[Stored items from a collection]
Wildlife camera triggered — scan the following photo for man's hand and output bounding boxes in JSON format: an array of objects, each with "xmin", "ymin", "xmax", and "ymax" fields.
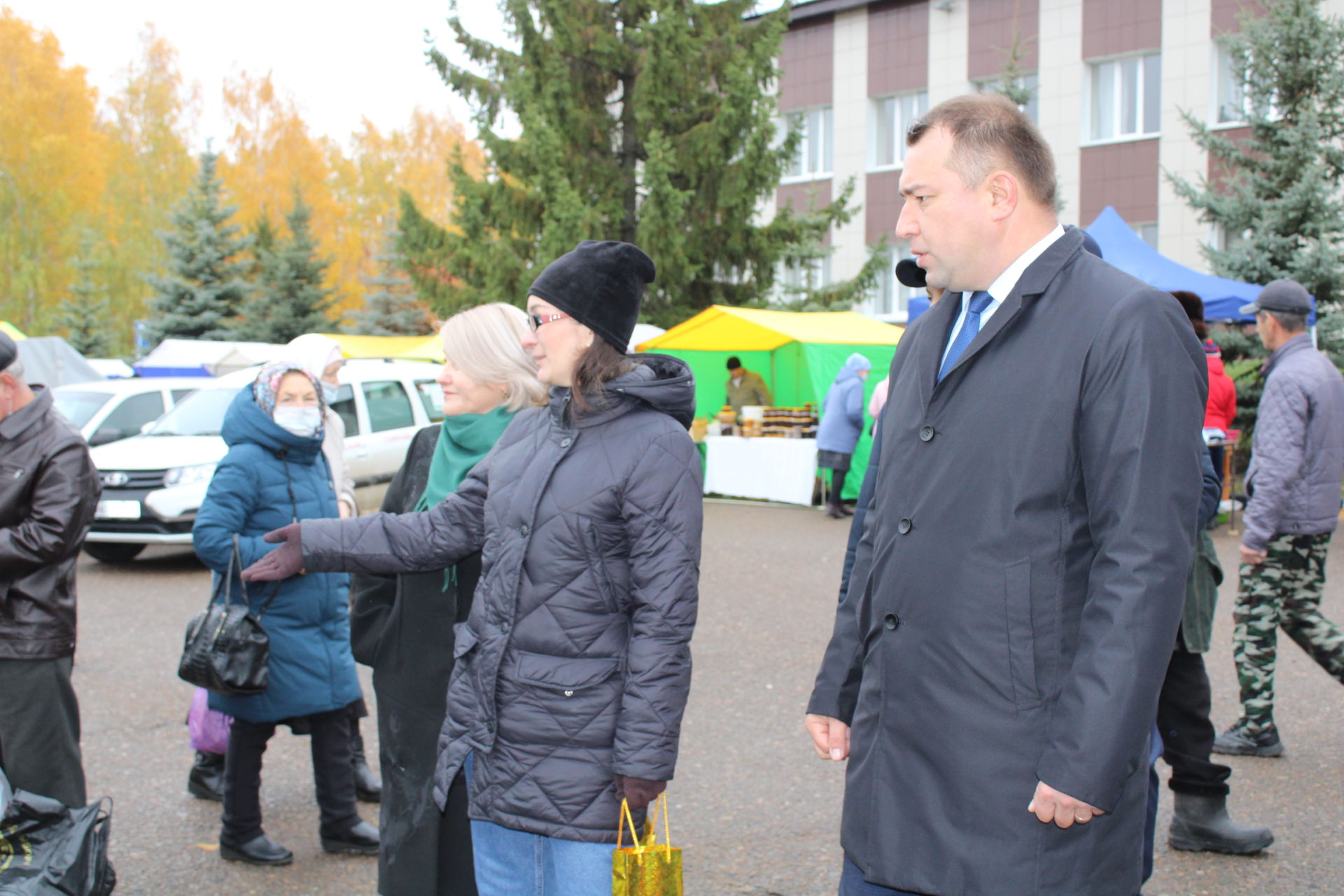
[
  {"xmin": 802, "ymin": 713, "xmax": 849, "ymax": 762},
  {"xmin": 244, "ymin": 523, "xmax": 304, "ymax": 582},
  {"xmin": 1240, "ymin": 544, "xmax": 1268, "ymax": 567},
  {"xmin": 1027, "ymin": 780, "xmax": 1106, "ymax": 827}
]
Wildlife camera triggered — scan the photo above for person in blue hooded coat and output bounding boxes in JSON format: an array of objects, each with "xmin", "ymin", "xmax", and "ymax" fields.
[
  {"xmin": 817, "ymin": 352, "xmax": 872, "ymax": 520},
  {"xmin": 192, "ymin": 361, "xmax": 379, "ymax": 865}
]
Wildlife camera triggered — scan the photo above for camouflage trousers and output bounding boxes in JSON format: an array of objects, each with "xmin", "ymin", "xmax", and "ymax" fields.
[{"xmin": 1233, "ymin": 532, "xmax": 1344, "ymax": 735}]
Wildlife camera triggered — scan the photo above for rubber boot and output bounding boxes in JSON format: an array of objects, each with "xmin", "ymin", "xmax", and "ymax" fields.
[
  {"xmin": 349, "ymin": 719, "xmax": 383, "ymax": 804},
  {"xmin": 1168, "ymin": 792, "xmax": 1274, "ymax": 855},
  {"xmin": 187, "ymin": 750, "xmax": 225, "ymax": 804}
]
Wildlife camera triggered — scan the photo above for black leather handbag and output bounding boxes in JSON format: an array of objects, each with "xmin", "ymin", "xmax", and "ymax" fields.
[{"xmin": 177, "ymin": 535, "xmax": 279, "ymax": 697}]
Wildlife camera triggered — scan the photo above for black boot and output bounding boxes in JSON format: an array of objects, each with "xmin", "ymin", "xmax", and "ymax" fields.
[
  {"xmin": 1168, "ymin": 792, "xmax": 1274, "ymax": 855},
  {"xmin": 187, "ymin": 750, "xmax": 225, "ymax": 804},
  {"xmin": 349, "ymin": 719, "xmax": 383, "ymax": 804},
  {"xmin": 219, "ymin": 834, "xmax": 294, "ymax": 865}
]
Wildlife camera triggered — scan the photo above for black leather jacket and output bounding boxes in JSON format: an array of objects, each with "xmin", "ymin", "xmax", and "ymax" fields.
[{"xmin": 0, "ymin": 387, "xmax": 102, "ymax": 659}]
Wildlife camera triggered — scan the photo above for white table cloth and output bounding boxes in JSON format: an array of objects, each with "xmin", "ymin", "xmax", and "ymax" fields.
[{"xmin": 704, "ymin": 435, "xmax": 817, "ymax": 506}]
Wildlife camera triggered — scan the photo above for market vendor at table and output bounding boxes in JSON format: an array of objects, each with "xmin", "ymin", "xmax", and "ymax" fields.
[{"xmin": 723, "ymin": 355, "xmax": 774, "ymax": 416}]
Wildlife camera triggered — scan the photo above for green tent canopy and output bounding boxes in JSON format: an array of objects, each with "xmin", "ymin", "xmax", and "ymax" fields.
[{"xmin": 637, "ymin": 305, "xmax": 904, "ymax": 498}]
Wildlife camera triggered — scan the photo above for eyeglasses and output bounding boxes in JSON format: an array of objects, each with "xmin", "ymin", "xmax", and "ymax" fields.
[{"xmin": 527, "ymin": 314, "xmax": 568, "ymax": 333}]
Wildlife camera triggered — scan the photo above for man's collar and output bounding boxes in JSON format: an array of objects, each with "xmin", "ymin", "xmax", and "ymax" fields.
[{"xmin": 985, "ymin": 224, "xmax": 1065, "ymax": 302}]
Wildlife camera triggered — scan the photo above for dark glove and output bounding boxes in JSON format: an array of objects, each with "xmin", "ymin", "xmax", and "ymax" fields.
[
  {"xmin": 244, "ymin": 523, "xmax": 304, "ymax": 582},
  {"xmin": 615, "ymin": 775, "xmax": 668, "ymax": 811}
]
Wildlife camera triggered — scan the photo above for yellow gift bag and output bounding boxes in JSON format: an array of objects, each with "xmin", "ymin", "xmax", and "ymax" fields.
[{"xmin": 612, "ymin": 794, "xmax": 681, "ymax": 896}]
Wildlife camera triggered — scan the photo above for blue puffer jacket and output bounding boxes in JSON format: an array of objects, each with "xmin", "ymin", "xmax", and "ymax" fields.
[
  {"xmin": 192, "ymin": 386, "xmax": 359, "ymax": 722},
  {"xmin": 817, "ymin": 361, "xmax": 863, "ymax": 454}
]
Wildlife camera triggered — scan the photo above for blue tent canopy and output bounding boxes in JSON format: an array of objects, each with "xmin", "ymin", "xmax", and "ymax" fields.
[{"xmin": 1087, "ymin": 206, "xmax": 1316, "ymax": 323}]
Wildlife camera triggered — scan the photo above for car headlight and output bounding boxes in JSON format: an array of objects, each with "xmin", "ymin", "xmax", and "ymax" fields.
[{"xmin": 164, "ymin": 463, "xmax": 219, "ymax": 485}]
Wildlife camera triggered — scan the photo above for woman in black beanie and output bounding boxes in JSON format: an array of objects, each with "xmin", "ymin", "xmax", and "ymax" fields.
[{"xmin": 244, "ymin": 241, "xmax": 701, "ymax": 896}]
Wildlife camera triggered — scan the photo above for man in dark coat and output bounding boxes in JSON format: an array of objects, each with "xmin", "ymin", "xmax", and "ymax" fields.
[
  {"xmin": 808, "ymin": 94, "xmax": 1207, "ymax": 896},
  {"xmin": 0, "ymin": 333, "xmax": 102, "ymax": 807}
]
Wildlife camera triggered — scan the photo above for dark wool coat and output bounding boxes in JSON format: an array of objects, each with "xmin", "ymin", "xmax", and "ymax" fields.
[
  {"xmin": 302, "ymin": 355, "xmax": 703, "ymax": 842},
  {"xmin": 351, "ymin": 424, "xmax": 481, "ymax": 896},
  {"xmin": 809, "ymin": 232, "xmax": 1208, "ymax": 896},
  {"xmin": 192, "ymin": 387, "xmax": 359, "ymax": 722}
]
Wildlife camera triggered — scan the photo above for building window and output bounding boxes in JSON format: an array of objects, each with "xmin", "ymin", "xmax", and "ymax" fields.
[
  {"xmin": 974, "ymin": 74, "xmax": 1040, "ymax": 124},
  {"xmin": 862, "ymin": 246, "xmax": 925, "ymax": 320},
  {"xmin": 783, "ymin": 106, "xmax": 832, "ymax": 180},
  {"xmin": 868, "ymin": 92, "xmax": 929, "ymax": 168},
  {"xmin": 1212, "ymin": 43, "xmax": 1246, "ymax": 125},
  {"xmin": 1088, "ymin": 52, "xmax": 1163, "ymax": 140},
  {"xmin": 1130, "ymin": 222, "xmax": 1157, "ymax": 248}
]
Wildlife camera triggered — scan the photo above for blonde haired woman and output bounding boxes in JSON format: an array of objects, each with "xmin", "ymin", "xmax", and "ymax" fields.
[{"xmin": 352, "ymin": 304, "xmax": 546, "ymax": 896}]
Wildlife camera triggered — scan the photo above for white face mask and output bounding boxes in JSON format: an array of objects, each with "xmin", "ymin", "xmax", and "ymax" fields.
[{"xmin": 272, "ymin": 407, "xmax": 323, "ymax": 438}]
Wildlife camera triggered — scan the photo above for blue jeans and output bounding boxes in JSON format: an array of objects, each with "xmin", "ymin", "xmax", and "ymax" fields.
[
  {"xmin": 463, "ymin": 755, "xmax": 615, "ymax": 896},
  {"xmin": 839, "ymin": 855, "xmax": 919, "ymax": 896}
]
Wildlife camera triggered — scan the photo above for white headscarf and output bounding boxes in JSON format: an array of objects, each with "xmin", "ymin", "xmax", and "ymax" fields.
[{"xmin": 285, "ymin": 333, "xmax": 344, "ymax": 380}]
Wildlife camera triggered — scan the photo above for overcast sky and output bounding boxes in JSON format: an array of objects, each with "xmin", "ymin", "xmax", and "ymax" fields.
[{"xmin": 10, "ymin": 0, "xmax": 505, "ymax": 148}]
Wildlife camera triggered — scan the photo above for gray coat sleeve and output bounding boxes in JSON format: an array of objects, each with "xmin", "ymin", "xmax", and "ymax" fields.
[
  {"xmin": 1037, "ymin": 290, "xmax": 1208, "ymax": 811},
  {"xmin": 614, "ymin": 431, "xmax": 704, "ymax": 780},
  {"xmin": 1242, "ymin": 374, "xmax": 1310, "ymax": 551},
  {"xmin": 301, "ymin": 444, "xmax": 500, "ymax": 575}
]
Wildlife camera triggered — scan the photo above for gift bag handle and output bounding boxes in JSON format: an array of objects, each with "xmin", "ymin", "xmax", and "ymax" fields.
[{"xmin": 615, "ymin": 791, "xmax": 672, "ymax": 855}]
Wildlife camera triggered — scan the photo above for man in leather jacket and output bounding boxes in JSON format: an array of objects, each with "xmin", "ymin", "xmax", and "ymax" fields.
[{"xmin": 0, "ymin": 333, "xmax": 102, "ymax": 806}]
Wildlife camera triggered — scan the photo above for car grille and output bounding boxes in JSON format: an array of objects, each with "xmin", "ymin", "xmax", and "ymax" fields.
[{"xmin": 98, "ymin": 470, "xmax": 168, "ymax": 489}]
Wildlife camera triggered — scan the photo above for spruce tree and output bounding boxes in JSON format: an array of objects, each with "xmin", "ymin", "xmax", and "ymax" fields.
[
  {"xmin": 145, "ymin": 149, "xmax": 251, "ymax": 344},
  {"xmin": 57, "ymin": 230, "xmax": 111, "ymax": 357},
  {"xmin": 349, "ymin": 227, "xmax": 434, "ymax": 336},
  {"xmin": 232, "ymin": 188, "xmax": 335, "ymax": 344},
  {"xmin": 1167, "ymin": 0, "xmax": 1344, "ymax": 440},
  {"xmin": 400, "ymin": 0, "xmax": 875, "ymax": 325}
]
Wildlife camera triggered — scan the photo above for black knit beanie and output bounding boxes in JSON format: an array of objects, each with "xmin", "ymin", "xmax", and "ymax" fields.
[{"xmin": 527, "ymin": 239, "xmax": 656, "ymax": 355}]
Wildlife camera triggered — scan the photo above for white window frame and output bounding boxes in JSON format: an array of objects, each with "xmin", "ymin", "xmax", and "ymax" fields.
[
  {"xmin": 780, "ymin": 106, "xmax": 834, "ymax": 184},
  {"xmin": 970, "ymin": 71, "xmax": 1040, "ymax": 125},
  {"xmin": 1081, "ymin": 51, "xmax": 1163, "ymax": 146},
  {"xmin": 868, "ymin": 90, "xmax": 929, "ymax": 171}
]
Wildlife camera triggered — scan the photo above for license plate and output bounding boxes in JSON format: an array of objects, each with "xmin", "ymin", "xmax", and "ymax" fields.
[{"xmin": 94, "ymin": 501, "xmax": 140, "ymax": 520}]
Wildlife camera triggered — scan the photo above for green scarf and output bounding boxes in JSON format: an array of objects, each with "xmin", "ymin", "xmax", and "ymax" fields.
[
  {"xmin": 415, "ymin": 407, "xmax": 516, "ymax": 591},
  {"xmin": 415, "ymin": 407, "xmax": 513, "ymax": 510}
]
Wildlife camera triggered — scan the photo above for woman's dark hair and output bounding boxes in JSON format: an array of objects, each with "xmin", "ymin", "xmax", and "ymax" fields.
[
  {"xmin": 1172, "ymin": 289, "xmax": 1208, "ymax": 342},
  {"xmin": 570, "ymin": 336, "xmax": 634, "ymax": 414}
]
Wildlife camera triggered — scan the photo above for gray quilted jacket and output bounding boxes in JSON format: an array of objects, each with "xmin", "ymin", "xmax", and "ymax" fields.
[
  {"xmin": 302, "ymin": 356, "xmax": 703, "ymax": 842},
  {"xmin": 1242, "ymin": 333, "xmax": 1344, "ymax": 551}
]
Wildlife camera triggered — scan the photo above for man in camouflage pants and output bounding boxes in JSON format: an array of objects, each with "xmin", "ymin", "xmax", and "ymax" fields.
[{"xmin": 1214, "ymin": 279, "xmax": 1344, "ymax": 756}]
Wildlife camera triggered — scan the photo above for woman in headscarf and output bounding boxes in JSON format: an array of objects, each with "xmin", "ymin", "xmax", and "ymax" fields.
[
  {"xmin": 351, "ymin": 304, "xmax": 546, "ymax": 896},
  {"xmin": 244, "ymin": 241, "xmax": 704, "ymax": 896},
  {"xmin": 192, "ymin": 361, "xmax": 378, "ymax": 865}
]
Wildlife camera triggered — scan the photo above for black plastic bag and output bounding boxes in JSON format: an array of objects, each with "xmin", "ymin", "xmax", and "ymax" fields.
[{"xmin": 0, "ymin": 790, "xmax": 117, "ymax": 896}]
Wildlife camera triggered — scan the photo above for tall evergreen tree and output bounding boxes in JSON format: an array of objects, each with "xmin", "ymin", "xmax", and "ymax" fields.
[
  {"xmin": 145, "ymin": 149, "xmax": 251, "ymax": 344},
  {"xmin": 400, "ymin": 0, "xmax": 860, "ymax": 325},
  {"xmin": 57, "ymin": 230, "xmax": 113, "ymax": 357},
  {"xmin": 232, "ymin": 187, "xmax": 335, "ymax": 342},
  {"xmin": 1167, "ymin": 0, "xmax": 1344, "ymax": 438},
  {"xmin": 349, "ymin": 220, "xmax": 434, "ymax": 336}
]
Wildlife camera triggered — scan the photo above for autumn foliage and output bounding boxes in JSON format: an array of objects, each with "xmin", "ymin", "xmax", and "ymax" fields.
[{"xmin": 0, "ymin": 8, "xmax": 481, "ymax": 354}]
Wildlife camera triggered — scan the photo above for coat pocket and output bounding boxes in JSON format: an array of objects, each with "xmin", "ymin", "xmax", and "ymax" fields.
[{"xmin": 1004, "ymin": 557, "xmax": 1040, "ymax": 709}]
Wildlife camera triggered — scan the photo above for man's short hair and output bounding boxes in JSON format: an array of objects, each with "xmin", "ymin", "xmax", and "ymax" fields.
[
  {"xmin": 906, "ymin": 92, "xmax": 1056, "ymax": 208},
  {"xmin": 1261, "ymin": 307, "xmax": 1306, "ymax": 333}
]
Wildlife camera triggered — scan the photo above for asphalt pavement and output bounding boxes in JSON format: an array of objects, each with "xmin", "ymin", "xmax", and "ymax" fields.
[{"xmin": 76, "ymin": 503, "xmax": 1344, "ymax": 896}]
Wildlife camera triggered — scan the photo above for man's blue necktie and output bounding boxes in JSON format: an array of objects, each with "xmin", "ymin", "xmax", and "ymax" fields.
[{"xmin": 938, "ymin": 291, "xmax": 995, "ymax": 383}]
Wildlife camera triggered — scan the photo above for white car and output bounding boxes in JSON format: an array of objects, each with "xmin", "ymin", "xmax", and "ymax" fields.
[
  {"xmin": 85, "ymin": 360, "xmax": 444, "ymax": 563},
  {"xmin": 51, "ymin": 376, "xmax": 211, "ymax": 447}
]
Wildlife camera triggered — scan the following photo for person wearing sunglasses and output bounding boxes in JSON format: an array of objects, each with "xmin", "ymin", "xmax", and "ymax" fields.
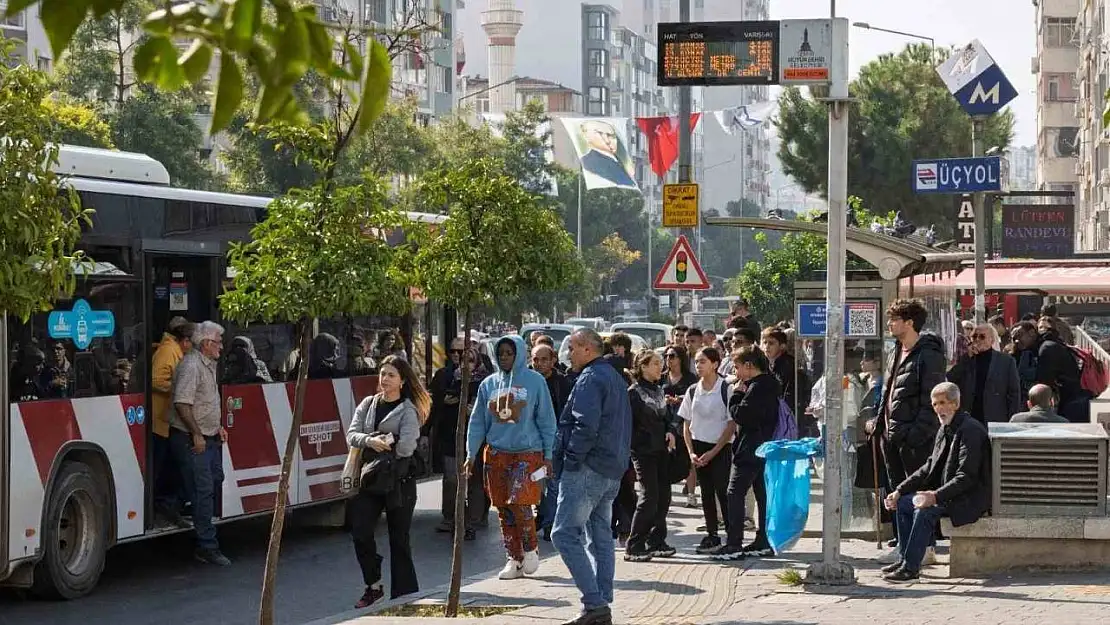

### WORK TO BE COMPLETED
Extract every line in the rows above that contains the word "headscarf". Treat case as significant.

### RESPONSE TO THE EXERCISE
Wildlife camera triggered — scan the photo above for white headscarf and output bounding boxes in JSON format: an array of objects, each with "xmin", "ymin", "xmax", and "ymax" fields.
Wildlife camera triggered — scan the photo above for woman in headscarf and output bounding boxes in JSON format: an array of objects, each with "xmin", "ymin", "xmax", and "ymax" fields.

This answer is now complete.